#### DOCUMENT PASSAGE
[Linux-cachefs] [PATCH v13 3/4] xfs: refactor the usage around xfs_trans_context_{set, clear}

Yafang Shao laoar.shao at gmail.com
Sat Dec 19 00:31:58 UTC 2020


On Fri, Dec 18, 2020 at 8:07 AM Dave Chinner <david at fromorbit.com> wrote:
>
> On Thu, Dec 17, 2020 at 03:06:27PM -0800, Darrick J. Wong wrote:
> > On Fri, Dec 18, 2020 at 09:15:09AM +1100, Dave Chinner wrote:
> > > The obvious solution: we've moved the saved process state to a
> > > different context, so it is no longer needed for the current
> > > transaction we are about to commit. So How about just clearing the
> > > saved state from the original transaction when swappingi like so:
> > >
> > > static inline void
> > > xfs_trans_context_swap(struct xfs_trans *tp, struct xfs_trans *ntp)
> > > {
> > >     ntp->t_pflags = tp->t_pflags;
> > >     tp->t_flags = 0;
> > > }
> > >
> > > And now, when we go to clear the transaction context, we can simply
> > > do this:
> > >
> > > static inline void
> > > xfs_trans_context_clear(struct xfs_trans *tp)

#### GIVEN INFORMATION
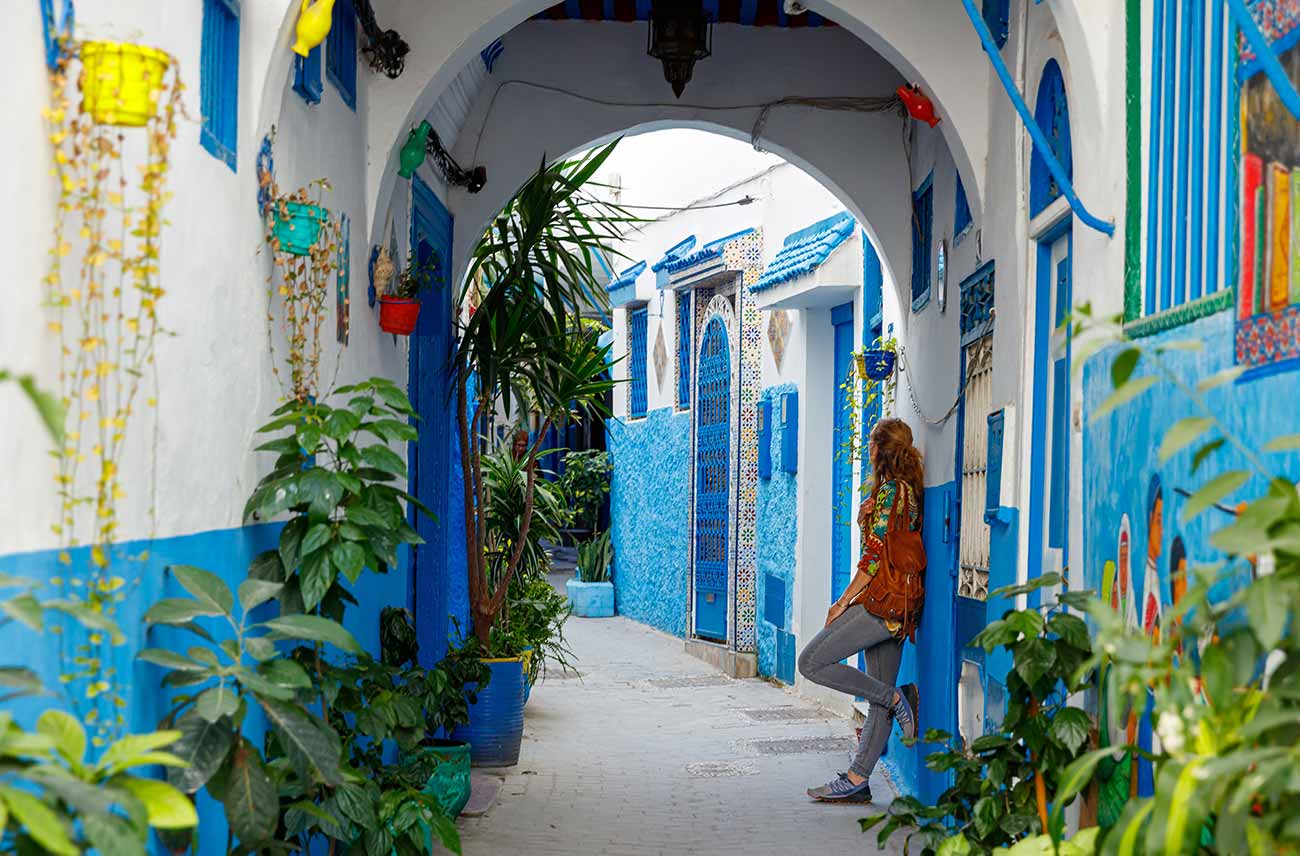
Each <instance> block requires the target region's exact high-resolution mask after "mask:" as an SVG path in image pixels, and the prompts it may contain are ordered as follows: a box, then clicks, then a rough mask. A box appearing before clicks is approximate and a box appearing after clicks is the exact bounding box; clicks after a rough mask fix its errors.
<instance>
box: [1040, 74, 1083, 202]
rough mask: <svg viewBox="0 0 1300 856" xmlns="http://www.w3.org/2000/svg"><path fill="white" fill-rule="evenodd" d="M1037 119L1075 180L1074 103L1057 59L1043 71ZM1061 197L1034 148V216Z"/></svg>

#### REQUIRED ACTION
Return the passage of the patch discussion that begins at the words "On Fri, Dec 18, 2020 at 8:07" and stops after "struct xfs_trans *ntp)", copied character for character.

#### OUTPUT OF THE EXERCISE
On Fri, Dec 18, 2020 at 8:07 AM Dave Chinner <david at fromorbit.com> wrote:
>
> On Thu, Dec 17, 2020 at 03:06:27PM -0800, Darrick J. Wong wrote:
> > On Fri, Dec 18, 2020 at 09:15:09AM +1100, Dave Chinner wrote:
> > > The obvious solution: we've moved the saved process state to a
> > > different context, so it is no longer needed for the current
> > > transaction we are about to commit. So How about just clearing the
> > > saved state from the original transaction when swappingi like so:
> > >
> > > static inline void
> > > xfs_trans_context_swap(struct xfs_trans *tp, struct xfs_trans *ntp)